■ Written request
Render the material from the line containing "Return the outline of every instance of the gold" through the end as a two-column CSV with columns "prompt" and "response". Each row holds one text and its answer, each in a quoted field with line breaks turned into spaces.
Begin Input records
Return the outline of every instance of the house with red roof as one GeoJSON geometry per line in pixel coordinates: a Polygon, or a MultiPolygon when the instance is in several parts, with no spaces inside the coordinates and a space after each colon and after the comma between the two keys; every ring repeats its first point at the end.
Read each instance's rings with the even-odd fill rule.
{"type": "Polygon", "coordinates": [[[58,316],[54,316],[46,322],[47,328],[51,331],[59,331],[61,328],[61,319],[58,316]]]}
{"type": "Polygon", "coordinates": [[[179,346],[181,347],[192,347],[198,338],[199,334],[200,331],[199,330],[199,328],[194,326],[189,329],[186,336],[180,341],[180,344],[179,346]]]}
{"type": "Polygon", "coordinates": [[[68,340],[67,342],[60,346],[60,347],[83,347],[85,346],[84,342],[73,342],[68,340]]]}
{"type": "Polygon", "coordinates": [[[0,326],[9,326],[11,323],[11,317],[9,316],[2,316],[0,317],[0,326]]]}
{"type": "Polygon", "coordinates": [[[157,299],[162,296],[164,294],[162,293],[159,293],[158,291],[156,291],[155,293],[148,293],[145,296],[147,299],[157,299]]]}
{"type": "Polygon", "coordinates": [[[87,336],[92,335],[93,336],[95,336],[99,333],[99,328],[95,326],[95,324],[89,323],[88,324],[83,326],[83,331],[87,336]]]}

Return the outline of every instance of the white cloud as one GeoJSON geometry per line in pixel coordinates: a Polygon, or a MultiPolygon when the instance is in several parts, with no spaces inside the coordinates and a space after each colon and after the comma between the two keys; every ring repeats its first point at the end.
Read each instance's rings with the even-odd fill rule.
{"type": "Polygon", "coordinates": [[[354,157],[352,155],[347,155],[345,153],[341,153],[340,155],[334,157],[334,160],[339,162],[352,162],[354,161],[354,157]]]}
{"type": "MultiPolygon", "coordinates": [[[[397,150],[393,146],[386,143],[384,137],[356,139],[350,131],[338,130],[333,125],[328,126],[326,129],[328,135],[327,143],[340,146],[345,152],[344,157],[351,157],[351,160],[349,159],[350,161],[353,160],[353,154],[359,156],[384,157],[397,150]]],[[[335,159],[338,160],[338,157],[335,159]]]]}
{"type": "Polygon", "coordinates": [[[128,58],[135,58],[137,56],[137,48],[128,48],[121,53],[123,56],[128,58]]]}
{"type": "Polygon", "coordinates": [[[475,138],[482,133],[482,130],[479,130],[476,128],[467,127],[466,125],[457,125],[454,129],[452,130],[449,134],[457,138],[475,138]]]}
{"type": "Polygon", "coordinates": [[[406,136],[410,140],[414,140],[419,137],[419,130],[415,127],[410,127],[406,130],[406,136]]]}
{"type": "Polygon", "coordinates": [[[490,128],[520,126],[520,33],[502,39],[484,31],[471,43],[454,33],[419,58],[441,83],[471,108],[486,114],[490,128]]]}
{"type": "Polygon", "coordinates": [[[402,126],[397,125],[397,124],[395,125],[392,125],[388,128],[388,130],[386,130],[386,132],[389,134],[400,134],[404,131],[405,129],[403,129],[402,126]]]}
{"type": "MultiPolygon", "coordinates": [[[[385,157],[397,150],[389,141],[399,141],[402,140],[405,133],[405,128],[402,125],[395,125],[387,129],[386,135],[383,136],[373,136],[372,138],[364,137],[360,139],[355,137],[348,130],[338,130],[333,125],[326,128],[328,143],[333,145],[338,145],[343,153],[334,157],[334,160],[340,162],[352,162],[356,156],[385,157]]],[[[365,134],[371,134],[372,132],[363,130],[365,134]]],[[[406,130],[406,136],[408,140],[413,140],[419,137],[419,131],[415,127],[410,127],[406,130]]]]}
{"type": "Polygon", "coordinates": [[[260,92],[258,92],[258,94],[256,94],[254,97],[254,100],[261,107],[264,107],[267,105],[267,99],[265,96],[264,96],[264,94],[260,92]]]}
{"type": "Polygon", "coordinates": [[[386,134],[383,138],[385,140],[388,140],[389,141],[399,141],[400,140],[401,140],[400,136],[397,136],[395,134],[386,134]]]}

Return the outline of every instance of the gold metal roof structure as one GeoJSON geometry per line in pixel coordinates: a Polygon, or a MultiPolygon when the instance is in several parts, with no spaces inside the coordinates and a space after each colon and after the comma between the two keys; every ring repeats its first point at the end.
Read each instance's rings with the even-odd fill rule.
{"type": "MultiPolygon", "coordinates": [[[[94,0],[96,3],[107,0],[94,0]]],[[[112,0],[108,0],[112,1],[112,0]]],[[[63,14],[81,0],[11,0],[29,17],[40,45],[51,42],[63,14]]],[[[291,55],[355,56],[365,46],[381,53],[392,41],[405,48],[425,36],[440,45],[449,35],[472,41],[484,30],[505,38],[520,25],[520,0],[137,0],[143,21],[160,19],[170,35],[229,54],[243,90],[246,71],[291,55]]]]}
End Input records
■ Answer below
prompt,response
"Return the outline of every instance of the gold metal roof structure as one GeoJSON geometry per line in pixel coordinates: a Polygon, or a MultiPolygon when the instance is in several parts, with no spaces inside the coordinates and a space after each colon and after the comma between the two keys; every ring repeats its first point at the end. Read each instance's rings with the even-odd fill rule.","{""type"": ""MultiPolygon"", ""coordinates"": [[[[94,0],[96,3],[107,0],[94,0]]],[[[112,0],[108,0],[112,1],[112,0]]],[[[63,14],[81,0],[11,0],[29,17],[40,45],[51,42],[63,14]]],[[[291,55],[355,56],[365,46],[381,53],[392,41],[405,48],[425,36],[440,45],[449,35],[472,41],[484,30],[505,38],[520,25],[520,0],[137,0],[143,21],[160,19],[170,35],[229,54],[243,90],[246,71],[291,55]]]]}"